start RECORDED INFORMATION
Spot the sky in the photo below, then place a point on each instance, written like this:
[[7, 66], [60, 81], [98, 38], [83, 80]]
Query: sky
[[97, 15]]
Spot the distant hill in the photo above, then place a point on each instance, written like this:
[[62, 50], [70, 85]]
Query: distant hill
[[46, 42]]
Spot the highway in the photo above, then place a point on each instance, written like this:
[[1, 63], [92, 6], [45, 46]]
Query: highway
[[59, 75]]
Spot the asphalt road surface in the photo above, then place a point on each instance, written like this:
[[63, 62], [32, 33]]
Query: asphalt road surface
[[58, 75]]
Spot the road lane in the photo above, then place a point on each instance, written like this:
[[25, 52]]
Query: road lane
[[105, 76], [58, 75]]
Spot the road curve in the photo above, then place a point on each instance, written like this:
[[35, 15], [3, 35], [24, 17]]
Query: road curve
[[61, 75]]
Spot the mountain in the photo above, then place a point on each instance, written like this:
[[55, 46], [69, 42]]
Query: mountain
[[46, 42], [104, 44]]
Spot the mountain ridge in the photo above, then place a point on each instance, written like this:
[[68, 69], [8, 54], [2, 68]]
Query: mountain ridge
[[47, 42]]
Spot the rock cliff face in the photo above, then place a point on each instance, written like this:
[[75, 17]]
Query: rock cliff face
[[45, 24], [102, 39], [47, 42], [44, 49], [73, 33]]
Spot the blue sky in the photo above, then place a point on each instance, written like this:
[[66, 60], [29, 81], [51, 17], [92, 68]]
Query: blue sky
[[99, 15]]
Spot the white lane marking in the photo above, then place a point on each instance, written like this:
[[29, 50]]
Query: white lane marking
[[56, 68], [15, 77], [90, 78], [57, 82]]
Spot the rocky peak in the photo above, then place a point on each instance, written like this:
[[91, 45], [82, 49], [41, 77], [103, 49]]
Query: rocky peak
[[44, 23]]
end RECORDED INFORMATION
start RECORDED INFORMATION
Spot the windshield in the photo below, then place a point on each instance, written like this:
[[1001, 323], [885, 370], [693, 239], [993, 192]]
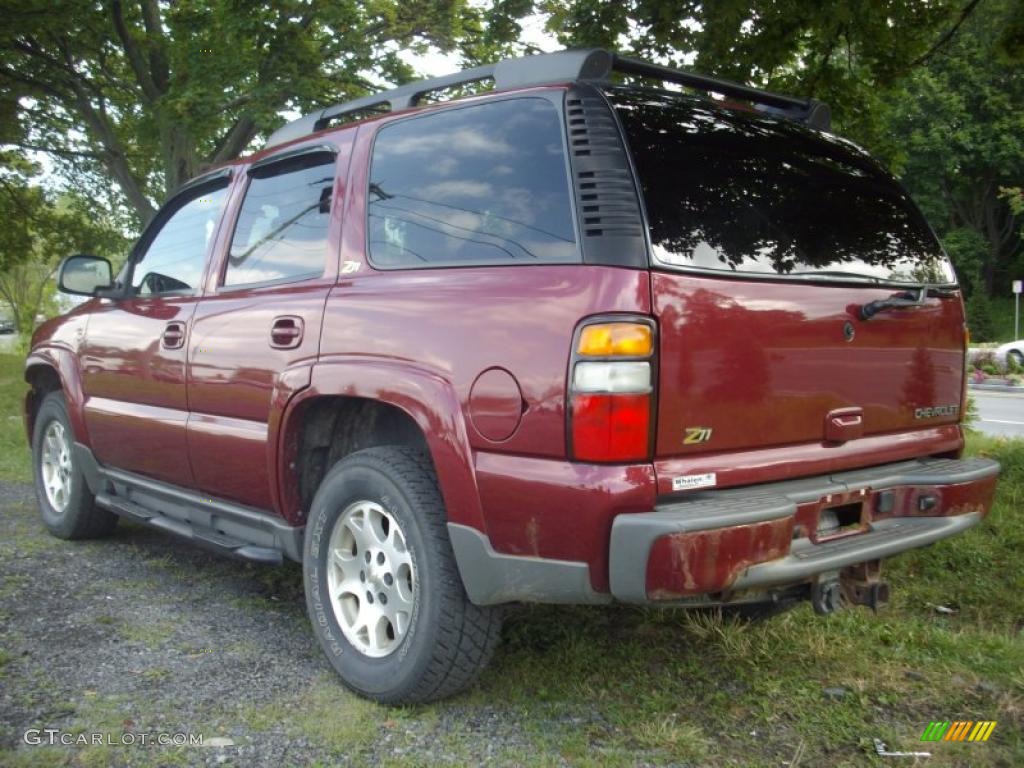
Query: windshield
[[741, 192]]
end RECORDED INFORMATION
WHAT IS ASKED:
Report how many of the lines above contain the string "marking", and give only the number.

ANSWER IN FULL:
2